● **TO-DO LIST**:
1. In the Buffalo FireStix review below, repeat the passage from "We have all" to "the modules heatspreaders.".
2. Answer these questions using the Buffalo FireStix review below, one per line:
(a) For how many years has Buffalo Technology supplied the IT industry?
(b) At what voltage is the PC2-8000 part rated?
(c) What kind of package holds the modules?

● **SOURCE TEXT**:
The Buffalo roams once again across the plains of Overclockers Online. Just over two months ago, a set of Buffalo FireStix made an appearance here with a 1GB memory kit. There was a lot of interest in the FireStix line then and even more so now. Buffalo Technology Inc. is a worldwide leader in network solutions, multimedia devices, storage hardware, and of course memory. Buffalo Technology is an international corporation and has offices in Taiwan, UK, Germany, Ireland, and Japan as well as Austin Texas in the USA.

Having supplied the IT industry for more than 30 years now, Buffalo Technology has interest in a lot of different markets and is primarily known in the business world for providing technology solutions for a broad range of needs. In their effort to increase brand awareness in the end-user market and primarily the enthusiast memory segment, Buffalo Technology released the much talked about FireStix line of memory.

Designed with extreme performance in mind, the FireStix line of memory is positioned to fight with the other big names in the performance memory market. Today I will be looking at a PC2-8000 part which means DDR1000 as the rated frequency at 5-5-5 timings with only 2.1v. I have the 2x1GB kit, part #FSX1000D2C-K2G, here for testing today and I am pretty excited about these modules. There should be plenty of overclocking headroom so if you are looking for your next kit of memory to push your system, have a look inside.

Page 2 : Package & Contents

Welcome to the graphical portion of the evening where I will be guiding you through a visual experience of the Buffalo FireStix and the package they come in.

We have all seen this before and will likely see it again, unless 80% of all memory manufacturers change their module package overnight…which won't happen. The plastic blister pack has become and continues to be the package of choice. I have no complaints with this as the modules are well protected and easy to transport.

The FireStix logo is proudly displayed along the top of the transparent package by way of a cardboard insert. There is no actual information on the package itself or the insert about the modules inside. These are generic pieces that are used with all variations of the FireStix module and help keep costs down. All indications of what modules are inside are provided by way of the stickers we see here on the modules heatspreaders.

Records from a collection
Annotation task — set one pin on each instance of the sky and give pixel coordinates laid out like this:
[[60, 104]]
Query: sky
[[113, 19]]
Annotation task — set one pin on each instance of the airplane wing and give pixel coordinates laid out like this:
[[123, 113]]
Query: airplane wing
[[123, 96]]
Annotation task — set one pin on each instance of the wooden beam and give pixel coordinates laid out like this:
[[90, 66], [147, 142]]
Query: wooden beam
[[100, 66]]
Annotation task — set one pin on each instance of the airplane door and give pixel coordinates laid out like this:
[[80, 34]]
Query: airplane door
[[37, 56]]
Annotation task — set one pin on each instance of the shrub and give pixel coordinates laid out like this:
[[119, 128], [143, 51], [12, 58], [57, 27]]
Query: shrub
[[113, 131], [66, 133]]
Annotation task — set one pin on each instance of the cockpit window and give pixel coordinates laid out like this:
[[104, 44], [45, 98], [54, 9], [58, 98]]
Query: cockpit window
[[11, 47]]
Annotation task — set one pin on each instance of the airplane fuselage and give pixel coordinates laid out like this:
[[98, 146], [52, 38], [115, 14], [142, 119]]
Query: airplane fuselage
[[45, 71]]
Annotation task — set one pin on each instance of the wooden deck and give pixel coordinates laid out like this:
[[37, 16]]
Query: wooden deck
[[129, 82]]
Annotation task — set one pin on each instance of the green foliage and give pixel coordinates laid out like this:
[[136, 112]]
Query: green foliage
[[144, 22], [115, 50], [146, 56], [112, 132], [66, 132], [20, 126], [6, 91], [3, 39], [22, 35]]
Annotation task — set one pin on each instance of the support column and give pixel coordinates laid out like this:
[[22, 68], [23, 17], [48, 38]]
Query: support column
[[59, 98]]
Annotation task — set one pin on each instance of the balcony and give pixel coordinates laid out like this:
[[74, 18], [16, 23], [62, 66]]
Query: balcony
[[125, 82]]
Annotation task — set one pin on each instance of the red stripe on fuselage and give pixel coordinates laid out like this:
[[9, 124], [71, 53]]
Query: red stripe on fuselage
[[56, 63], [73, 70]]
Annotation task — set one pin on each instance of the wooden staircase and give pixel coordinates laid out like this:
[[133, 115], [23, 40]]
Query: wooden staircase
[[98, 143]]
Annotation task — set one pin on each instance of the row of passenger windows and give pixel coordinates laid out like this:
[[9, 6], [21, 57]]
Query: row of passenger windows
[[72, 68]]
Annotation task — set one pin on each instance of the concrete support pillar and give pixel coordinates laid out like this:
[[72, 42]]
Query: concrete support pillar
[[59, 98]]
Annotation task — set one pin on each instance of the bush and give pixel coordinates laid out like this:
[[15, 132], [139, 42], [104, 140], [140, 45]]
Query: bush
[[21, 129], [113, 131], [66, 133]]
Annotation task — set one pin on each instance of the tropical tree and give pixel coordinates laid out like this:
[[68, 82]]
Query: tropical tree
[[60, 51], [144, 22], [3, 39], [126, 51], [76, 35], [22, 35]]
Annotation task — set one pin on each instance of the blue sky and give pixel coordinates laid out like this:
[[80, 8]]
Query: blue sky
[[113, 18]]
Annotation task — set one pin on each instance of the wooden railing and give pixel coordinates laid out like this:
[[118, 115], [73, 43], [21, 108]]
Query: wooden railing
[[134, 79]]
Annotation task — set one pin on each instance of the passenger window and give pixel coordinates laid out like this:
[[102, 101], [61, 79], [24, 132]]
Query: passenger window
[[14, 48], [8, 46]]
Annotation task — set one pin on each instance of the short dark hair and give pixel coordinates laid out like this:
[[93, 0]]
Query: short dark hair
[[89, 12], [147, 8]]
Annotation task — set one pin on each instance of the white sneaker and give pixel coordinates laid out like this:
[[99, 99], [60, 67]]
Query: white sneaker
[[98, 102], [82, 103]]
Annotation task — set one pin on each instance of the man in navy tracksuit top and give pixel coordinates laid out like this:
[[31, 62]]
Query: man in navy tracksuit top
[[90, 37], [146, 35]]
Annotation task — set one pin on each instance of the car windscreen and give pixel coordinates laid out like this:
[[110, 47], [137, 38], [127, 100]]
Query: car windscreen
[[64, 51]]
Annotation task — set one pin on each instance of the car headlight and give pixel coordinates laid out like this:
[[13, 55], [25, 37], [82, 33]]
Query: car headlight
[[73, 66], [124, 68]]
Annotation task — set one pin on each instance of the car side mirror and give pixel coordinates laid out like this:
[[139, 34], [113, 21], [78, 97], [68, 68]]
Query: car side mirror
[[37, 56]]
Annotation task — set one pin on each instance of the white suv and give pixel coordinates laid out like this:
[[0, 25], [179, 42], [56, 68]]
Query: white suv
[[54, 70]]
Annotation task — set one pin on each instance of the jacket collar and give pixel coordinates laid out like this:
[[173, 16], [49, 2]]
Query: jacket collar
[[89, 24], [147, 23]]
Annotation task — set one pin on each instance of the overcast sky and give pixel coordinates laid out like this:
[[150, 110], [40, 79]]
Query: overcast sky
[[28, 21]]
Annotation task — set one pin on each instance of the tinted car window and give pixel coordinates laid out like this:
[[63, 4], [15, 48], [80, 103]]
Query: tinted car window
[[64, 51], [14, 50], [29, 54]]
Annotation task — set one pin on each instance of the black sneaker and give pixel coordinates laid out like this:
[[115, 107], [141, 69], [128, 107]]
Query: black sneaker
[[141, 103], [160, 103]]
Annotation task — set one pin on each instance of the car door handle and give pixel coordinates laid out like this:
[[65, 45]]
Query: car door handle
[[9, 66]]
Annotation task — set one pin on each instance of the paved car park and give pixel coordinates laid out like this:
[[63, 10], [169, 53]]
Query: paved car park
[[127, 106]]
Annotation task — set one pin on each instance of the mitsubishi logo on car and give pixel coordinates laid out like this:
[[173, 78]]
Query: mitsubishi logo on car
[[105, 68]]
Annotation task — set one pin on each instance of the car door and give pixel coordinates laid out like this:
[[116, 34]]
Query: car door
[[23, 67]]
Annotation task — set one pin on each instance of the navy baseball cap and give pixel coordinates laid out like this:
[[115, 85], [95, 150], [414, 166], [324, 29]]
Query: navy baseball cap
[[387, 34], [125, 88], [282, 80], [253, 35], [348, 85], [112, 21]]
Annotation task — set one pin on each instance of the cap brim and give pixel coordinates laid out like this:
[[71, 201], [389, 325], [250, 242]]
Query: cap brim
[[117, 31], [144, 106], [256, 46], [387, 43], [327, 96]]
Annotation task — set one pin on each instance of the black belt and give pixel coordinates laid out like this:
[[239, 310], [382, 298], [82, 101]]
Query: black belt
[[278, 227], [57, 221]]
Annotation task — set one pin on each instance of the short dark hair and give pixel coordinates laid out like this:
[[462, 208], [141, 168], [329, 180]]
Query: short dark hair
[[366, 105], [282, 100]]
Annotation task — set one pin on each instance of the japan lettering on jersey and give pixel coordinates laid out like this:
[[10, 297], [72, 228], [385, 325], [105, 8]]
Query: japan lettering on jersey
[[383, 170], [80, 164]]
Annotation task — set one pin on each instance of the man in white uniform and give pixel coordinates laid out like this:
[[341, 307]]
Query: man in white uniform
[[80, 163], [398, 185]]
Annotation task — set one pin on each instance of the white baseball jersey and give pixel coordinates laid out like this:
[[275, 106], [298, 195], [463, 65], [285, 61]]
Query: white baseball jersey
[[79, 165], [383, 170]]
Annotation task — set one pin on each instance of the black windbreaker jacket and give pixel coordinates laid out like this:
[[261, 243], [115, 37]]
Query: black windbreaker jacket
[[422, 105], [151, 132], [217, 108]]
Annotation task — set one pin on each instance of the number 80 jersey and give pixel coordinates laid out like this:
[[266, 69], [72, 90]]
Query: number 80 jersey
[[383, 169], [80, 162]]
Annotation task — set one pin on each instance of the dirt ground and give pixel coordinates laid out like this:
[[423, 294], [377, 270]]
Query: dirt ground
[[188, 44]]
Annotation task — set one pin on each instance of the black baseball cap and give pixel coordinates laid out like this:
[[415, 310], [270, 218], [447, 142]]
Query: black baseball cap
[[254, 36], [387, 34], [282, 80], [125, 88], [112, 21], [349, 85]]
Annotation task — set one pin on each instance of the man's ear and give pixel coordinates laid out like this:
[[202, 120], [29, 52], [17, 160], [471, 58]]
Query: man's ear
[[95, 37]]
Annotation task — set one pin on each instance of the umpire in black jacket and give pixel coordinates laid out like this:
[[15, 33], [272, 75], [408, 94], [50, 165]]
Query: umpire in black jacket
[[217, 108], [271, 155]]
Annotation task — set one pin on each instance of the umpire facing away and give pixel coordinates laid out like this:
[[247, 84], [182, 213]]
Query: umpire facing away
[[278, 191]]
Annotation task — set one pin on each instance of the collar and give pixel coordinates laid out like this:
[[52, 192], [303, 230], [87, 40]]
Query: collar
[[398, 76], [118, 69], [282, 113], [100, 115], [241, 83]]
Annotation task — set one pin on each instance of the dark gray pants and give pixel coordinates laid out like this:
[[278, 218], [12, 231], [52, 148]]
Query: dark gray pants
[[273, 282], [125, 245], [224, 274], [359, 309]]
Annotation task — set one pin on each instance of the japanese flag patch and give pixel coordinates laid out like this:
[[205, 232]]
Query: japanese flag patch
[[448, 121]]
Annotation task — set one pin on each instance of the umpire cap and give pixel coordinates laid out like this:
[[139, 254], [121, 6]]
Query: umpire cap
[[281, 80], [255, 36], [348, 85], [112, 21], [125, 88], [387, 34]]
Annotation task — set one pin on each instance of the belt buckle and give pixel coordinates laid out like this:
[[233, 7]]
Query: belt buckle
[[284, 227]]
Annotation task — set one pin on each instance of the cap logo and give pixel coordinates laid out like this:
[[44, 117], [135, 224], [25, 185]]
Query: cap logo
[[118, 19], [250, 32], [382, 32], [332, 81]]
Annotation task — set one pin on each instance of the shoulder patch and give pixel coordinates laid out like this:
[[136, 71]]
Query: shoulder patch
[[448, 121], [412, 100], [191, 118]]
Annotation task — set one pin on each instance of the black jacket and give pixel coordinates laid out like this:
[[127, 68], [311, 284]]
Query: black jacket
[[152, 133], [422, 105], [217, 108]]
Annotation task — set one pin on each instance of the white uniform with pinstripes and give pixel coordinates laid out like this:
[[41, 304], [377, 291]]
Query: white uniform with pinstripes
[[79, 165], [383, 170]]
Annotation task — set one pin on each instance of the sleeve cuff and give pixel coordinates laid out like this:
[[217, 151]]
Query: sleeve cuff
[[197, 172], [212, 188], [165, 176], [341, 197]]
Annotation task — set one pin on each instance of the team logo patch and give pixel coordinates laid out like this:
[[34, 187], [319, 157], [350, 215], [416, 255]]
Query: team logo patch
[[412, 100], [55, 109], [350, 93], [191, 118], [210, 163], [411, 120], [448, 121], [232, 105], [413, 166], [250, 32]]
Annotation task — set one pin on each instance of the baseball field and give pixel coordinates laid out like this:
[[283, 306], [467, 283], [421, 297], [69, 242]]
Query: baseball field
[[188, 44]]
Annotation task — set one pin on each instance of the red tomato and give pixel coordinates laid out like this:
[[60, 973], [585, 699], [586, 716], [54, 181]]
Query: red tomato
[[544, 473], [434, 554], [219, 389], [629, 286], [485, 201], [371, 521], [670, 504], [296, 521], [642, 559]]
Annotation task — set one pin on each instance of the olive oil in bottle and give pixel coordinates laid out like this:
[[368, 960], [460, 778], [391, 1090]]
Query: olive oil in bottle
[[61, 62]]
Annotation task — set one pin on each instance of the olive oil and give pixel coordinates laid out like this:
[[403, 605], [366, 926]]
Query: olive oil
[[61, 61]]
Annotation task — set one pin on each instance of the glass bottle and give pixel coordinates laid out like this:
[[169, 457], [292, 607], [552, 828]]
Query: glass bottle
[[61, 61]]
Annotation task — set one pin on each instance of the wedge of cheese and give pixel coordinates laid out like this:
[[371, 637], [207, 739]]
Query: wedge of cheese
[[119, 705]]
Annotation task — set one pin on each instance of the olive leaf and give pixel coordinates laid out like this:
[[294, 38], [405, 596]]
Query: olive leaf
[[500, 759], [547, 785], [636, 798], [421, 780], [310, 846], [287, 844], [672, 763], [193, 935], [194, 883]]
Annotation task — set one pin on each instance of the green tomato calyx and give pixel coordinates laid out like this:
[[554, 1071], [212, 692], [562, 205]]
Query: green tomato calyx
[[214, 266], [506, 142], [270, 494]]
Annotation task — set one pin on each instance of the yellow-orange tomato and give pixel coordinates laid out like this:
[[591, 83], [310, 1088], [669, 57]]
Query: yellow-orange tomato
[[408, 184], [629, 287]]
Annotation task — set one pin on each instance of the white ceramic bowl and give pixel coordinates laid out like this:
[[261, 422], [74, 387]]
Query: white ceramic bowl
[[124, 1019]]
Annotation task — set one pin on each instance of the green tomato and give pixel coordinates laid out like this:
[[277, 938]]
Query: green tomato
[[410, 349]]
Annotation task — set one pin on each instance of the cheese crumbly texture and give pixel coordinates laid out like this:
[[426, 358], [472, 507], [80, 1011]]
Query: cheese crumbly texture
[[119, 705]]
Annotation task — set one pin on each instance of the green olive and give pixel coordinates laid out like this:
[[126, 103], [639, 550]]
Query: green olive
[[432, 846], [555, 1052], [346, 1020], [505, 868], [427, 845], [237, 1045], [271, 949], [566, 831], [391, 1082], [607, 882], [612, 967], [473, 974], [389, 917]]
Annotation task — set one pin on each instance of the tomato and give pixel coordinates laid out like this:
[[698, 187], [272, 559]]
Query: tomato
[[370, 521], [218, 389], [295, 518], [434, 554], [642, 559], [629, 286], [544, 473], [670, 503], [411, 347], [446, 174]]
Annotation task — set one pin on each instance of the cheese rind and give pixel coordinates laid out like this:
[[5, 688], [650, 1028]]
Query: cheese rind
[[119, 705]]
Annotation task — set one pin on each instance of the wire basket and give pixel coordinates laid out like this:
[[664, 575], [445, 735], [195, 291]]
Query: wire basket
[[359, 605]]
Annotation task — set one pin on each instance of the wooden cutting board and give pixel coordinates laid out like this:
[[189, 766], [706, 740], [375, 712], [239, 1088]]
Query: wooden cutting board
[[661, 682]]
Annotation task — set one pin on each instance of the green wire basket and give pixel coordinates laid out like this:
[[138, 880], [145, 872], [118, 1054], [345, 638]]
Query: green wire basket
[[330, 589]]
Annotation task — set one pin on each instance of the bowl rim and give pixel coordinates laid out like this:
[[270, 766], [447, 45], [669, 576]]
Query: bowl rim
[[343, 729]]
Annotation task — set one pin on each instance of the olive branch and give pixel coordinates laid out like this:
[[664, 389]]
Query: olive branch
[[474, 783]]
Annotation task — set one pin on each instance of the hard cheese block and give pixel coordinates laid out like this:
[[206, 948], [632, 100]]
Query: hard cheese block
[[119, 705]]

● **LIST OF SOLUTIONS**:
1.
We have all seen this before and will likely see it again, unless 80% of all memory manufacturers change their module package overnight…which won't happen. The plastic blister pack has become and continues to be the package of choice. I have no complaints with this as the modules are well protected and easy to transport.

The FireStix logo is proudly displayed along the top of the transparent package by way of a cardboard insert. There is no actual information on the package itself or the insert about the modules inside. These are generic pieces that are used with all variations of the FireStix module and help keep costs down. All indications of what modules are inside are provided by way of the stickers we see here on the modules heatspreaders.

2.
(a) More than 30 years
(b) 2.1v
(c) A plastic blister pack